Source text:
· · ·

# Photo Disappeared from My Post



## Andy M. (Aug 31, 2015)

Yesterday afternoon I posted a picture of a spider web in the Random Photo thread.  Today it's gone.  the post is still there but the photo is gone.  I uploaded the photo from my computer using the Manage Attachements function.

See post #1937 in that thread.  I reposted the picture in post #1962.


----------



## roadfix (Aug 31, 2015)

Maybe one of the mods got offended and pulled the photo...?


----------



## Andy M. (Aug 31, 2015)

roadfix said:


> Maybe one of the mods got offended and pulled the photo...?



...and left the other spider web photos untouched?...

Also, I would expect a notification if they did.


----------



## Dawgluver (Aug 31, 2015)

I am perplexed.  I commented on your pic yesterday, and then it disappeared today.

Lovely pic, will dig deeper.  There was nothing offensive about it.


----------



## Andy M. (Aug 31, 2015)

Thanks, DL


----------



## Roll_Bones (Sep 1, 2015)

Was it your picture or did you take it (copy/paste) from the internet?
Any picture you do not own, can be taken back anytime the owner wants it back.
This happens quite regularly.


----------



## Andy M. (Sep 1, 2015)

Roll_Bones said:


> Was it your picture or did you take it (copy/paste) from the internet?
> Any picture you do not own, can be taken back anytime the owner wants it back.
> This happens quite regularly.



I took the picture personally.


----------

· · ·

Excerpts of labeled region data:
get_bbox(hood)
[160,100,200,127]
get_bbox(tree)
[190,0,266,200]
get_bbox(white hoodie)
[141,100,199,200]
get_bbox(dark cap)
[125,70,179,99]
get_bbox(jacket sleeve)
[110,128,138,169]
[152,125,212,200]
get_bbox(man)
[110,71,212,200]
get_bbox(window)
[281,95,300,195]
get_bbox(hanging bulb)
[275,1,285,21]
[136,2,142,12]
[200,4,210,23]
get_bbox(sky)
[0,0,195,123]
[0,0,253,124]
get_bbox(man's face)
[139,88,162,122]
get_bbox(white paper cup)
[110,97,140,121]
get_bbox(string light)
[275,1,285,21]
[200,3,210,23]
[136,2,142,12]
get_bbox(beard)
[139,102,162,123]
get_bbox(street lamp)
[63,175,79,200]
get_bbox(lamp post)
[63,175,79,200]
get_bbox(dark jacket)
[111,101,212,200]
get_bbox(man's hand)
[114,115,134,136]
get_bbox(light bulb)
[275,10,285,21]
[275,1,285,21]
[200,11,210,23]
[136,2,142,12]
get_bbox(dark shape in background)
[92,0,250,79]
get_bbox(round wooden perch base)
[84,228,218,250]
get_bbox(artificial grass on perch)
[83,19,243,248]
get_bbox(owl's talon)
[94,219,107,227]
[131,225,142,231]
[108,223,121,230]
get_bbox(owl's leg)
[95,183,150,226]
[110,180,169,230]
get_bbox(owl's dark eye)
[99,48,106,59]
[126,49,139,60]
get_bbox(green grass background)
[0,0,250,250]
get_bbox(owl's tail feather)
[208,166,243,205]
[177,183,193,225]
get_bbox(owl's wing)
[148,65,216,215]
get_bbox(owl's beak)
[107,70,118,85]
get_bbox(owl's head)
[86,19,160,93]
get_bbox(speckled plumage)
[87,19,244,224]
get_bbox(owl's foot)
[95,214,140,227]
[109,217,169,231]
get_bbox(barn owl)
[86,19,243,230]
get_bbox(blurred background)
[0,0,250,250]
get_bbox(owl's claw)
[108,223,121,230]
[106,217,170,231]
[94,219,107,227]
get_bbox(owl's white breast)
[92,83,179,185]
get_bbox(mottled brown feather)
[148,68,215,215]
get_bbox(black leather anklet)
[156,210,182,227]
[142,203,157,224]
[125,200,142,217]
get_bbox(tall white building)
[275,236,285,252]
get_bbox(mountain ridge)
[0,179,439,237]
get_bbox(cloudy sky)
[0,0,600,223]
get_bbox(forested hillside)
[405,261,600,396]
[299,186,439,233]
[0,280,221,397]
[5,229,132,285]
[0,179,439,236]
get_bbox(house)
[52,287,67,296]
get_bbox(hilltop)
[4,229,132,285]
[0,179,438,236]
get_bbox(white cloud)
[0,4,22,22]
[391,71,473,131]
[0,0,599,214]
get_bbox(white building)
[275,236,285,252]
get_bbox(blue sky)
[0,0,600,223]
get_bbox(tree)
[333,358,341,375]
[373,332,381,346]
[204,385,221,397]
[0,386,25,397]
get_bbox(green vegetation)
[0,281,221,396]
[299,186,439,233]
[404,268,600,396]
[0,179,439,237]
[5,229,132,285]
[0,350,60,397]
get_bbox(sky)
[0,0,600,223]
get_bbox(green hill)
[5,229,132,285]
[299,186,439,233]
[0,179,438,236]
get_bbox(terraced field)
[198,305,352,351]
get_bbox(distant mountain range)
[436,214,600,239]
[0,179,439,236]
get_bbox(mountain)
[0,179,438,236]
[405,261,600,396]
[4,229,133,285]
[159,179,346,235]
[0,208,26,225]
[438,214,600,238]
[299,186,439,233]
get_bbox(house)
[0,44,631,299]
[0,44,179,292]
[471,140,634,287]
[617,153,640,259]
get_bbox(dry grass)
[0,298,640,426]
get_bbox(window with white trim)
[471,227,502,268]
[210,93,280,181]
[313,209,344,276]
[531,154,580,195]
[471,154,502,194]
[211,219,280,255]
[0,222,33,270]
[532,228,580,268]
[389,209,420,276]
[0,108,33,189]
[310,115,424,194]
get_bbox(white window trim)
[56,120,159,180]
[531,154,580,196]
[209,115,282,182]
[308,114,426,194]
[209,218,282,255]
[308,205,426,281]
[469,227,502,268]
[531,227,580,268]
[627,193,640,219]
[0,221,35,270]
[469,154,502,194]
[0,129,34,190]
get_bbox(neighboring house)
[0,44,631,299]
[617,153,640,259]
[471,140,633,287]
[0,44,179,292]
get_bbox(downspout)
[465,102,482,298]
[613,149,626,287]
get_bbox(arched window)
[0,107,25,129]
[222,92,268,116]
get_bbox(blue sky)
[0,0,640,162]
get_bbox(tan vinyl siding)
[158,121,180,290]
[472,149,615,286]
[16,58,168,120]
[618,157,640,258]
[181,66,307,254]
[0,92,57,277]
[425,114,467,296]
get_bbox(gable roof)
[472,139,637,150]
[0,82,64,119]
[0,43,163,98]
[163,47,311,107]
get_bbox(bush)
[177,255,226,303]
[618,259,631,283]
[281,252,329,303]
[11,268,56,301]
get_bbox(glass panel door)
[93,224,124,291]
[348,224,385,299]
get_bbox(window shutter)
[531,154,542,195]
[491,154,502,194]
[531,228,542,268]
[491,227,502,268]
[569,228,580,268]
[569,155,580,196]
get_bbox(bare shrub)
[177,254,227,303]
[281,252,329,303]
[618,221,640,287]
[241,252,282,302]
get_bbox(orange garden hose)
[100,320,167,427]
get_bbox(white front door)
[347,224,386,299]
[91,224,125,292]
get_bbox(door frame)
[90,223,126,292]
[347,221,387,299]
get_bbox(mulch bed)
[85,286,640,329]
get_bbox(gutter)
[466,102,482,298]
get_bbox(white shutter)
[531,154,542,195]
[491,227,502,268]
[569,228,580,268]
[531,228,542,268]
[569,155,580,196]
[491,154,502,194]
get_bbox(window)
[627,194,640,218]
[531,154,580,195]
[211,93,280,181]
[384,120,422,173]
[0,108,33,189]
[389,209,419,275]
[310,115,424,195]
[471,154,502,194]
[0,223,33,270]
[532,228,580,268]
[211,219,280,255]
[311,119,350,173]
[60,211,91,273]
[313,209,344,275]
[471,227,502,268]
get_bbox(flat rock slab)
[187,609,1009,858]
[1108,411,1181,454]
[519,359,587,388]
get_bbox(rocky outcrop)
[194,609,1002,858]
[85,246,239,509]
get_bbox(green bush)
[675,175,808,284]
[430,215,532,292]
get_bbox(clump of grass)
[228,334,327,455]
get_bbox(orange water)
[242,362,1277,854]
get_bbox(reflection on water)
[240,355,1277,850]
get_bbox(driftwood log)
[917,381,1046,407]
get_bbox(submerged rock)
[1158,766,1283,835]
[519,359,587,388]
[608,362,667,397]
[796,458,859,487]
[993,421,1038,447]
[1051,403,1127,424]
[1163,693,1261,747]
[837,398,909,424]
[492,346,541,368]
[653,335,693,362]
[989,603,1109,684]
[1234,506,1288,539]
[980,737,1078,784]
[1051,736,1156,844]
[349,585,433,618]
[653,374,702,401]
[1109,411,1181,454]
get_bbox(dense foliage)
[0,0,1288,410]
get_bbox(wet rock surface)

· · ·

Tasks and exercises:
1) In the forum thread about the missing photo, list each distinct username that appears as the author of a post.
2) Reproduce the portion of the forum thread starting with "Also, I would" and going on through "offensive about it.".

Complete answers:
1) Andy M., roadfix, Dawgluver, Roll_Bones

2)
Also, I would expect a notification if they did.


----------



## Dawgluver (Aug 31, 2015)

I am perplexed.  I commented on your pic yesterday, and then it disappeared today.

Lovely pic, will dig deeper.  There was nothing offensive about it.